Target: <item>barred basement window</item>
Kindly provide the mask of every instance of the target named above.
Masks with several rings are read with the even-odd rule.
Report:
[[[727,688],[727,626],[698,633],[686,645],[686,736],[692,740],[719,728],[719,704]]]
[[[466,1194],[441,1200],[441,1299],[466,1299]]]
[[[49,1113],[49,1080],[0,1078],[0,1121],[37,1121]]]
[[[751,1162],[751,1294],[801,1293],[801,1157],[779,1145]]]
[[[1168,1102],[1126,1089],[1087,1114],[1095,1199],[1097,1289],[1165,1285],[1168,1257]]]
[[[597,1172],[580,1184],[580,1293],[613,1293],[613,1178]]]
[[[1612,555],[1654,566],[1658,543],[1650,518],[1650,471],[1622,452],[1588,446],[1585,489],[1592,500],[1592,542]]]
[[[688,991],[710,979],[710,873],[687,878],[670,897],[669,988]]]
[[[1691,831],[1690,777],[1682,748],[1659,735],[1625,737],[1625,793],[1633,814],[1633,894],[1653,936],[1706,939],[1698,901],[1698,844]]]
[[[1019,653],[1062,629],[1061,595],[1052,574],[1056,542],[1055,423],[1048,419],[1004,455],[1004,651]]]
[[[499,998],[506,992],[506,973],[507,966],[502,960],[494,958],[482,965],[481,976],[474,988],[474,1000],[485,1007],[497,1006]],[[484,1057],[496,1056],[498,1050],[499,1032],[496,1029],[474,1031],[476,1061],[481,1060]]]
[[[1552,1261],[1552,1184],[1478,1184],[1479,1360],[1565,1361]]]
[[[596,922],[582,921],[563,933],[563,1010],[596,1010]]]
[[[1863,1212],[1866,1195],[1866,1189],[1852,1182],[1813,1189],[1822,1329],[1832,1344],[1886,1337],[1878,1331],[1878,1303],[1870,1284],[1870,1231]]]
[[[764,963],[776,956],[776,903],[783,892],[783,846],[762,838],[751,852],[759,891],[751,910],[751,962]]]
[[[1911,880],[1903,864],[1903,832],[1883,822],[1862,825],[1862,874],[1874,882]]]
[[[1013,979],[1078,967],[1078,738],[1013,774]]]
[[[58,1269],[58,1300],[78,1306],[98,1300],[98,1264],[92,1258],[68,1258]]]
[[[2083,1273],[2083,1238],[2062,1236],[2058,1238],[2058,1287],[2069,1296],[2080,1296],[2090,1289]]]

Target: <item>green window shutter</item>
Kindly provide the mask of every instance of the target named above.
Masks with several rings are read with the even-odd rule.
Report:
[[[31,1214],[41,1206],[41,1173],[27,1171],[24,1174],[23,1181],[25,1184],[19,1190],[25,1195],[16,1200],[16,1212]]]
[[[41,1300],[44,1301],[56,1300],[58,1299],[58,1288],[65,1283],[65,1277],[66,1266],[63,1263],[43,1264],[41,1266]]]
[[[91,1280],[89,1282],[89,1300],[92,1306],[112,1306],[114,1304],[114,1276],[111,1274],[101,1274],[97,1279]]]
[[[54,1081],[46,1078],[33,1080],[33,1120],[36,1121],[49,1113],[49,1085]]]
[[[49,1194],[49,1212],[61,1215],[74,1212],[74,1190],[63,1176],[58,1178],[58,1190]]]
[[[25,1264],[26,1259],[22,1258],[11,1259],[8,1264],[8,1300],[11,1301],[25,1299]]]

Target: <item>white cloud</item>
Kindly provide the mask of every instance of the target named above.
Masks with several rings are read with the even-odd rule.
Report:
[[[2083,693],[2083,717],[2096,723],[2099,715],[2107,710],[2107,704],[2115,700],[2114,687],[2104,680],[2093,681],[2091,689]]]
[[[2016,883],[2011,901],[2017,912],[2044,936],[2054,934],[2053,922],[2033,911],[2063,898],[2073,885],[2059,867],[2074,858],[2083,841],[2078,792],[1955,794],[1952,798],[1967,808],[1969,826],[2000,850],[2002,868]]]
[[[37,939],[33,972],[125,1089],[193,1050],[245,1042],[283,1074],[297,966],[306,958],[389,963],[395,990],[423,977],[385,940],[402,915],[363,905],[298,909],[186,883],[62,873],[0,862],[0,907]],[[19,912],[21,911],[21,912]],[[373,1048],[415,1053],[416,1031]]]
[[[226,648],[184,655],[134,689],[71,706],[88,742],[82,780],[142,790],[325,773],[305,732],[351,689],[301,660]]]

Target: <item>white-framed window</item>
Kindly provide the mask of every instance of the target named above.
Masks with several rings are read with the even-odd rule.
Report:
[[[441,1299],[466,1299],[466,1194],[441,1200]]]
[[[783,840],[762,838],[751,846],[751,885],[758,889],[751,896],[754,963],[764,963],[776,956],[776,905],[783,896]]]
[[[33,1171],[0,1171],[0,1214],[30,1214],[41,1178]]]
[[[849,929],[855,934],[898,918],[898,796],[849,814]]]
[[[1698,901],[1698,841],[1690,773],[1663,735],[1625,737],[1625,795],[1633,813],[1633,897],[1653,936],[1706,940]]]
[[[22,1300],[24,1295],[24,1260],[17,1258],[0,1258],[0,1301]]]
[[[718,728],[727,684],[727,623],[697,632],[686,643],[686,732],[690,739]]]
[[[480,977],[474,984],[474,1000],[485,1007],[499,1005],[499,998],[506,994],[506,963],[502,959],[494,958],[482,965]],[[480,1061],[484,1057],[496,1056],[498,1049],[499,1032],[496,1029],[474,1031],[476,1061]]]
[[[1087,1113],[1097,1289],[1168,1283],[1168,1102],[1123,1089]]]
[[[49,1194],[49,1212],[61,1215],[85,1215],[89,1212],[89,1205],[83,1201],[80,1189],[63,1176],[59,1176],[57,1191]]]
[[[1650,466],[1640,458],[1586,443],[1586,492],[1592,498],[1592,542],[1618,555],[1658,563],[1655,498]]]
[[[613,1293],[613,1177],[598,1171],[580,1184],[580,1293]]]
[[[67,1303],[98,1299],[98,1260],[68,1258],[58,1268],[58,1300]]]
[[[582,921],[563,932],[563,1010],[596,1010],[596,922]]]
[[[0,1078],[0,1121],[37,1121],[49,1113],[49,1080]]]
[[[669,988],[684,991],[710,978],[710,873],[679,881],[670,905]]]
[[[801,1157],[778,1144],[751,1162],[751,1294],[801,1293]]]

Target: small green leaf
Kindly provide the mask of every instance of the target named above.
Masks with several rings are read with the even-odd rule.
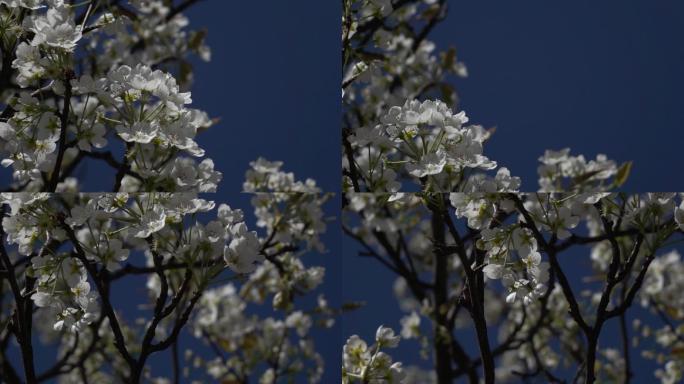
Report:
[[[627,178],[629,177],[629,173],[632,171],[632,162],[628,161],[626,163],[623,163],[620,168],[618,169],[617,175],[615,175],[615,186],[620,187],[622,186],[626,181]]]
[[[438,17],[441,11],[442,7],[439,4],[433,4],[429,8],[425,9],[425,11],[423,11],[423,13],[420,15],[420,18],[429,21],[435,17]]]
[[[350,301],[342,304],[342,307],[340,309],[342,310],[342,312],[349,312],[359,309],[365,305],[366,303],[363,301]]]
[[[190,40],[188,41],[188,47],[193,50],[199,49],[202,44],[204,44],[204,39],[207,37],[207,30],[201,29],[199,31],[192,32],[190,34]]]
[[[450,70],[456,63],[456,48],[449,48],[449,50],[446,51],[446,53],[442,54],[442,59],[442,67],[446,70]]]
[[[442,93],[442,100],[446,103],[446,105],[453,107],[454,102],[456,101],[456,98],[454,97],[456,94],[454,88],[449,84],[441,83],[439,85],[439,90]]]

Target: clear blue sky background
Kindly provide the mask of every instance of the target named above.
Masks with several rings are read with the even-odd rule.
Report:
[[[684,3],[450,1],[434,31],[470,77],[472,122],[497,126],[485,151],[537,187],[544,149],[634,161],[628,190],[684,190]]]
[[[187,15],[209,31],[193,103],[222,118],[199,139],[222,190],[238,190],[257,156],[339,190],[338,2],[207,0]]]
[[[432,39],[455,46],[470,76],[457,79],[461,107],[471,122],[497,132],[486,154],[536,190],[537,158],[570,147],[594,158],[634,161],[627,191],[684,190],[684,3],[665,1],[449,1],[447,19]],[[331,60],[332,63],[332,60]],[[343,240],[345,300],[367,306],[345,317],[345,336],[372,339],[386,324],[399,329],[394,276]],[[590,267],[588,248],[563,255],[579,289]],[[637,310],[630,319],[642,316]],[[619,346],[617,323],[606,345]],[[468,335],[459,334],[465,340]],[[472,354],[476,349],[466,342]],[[418,344],[396,356],[418,362]],[[653,382],[654,366],[635,358],[635,382]],[[429,366],[422,363],[423,366]]]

> WHAT NEEDS TO BE DONE: If a line of the data holds the string "window", list it.

> SOLVED EXERCISE:
Target: <item>barred basement window</item>
Target: <item>green window shutter</item>
Target: <item>white-framed window</item>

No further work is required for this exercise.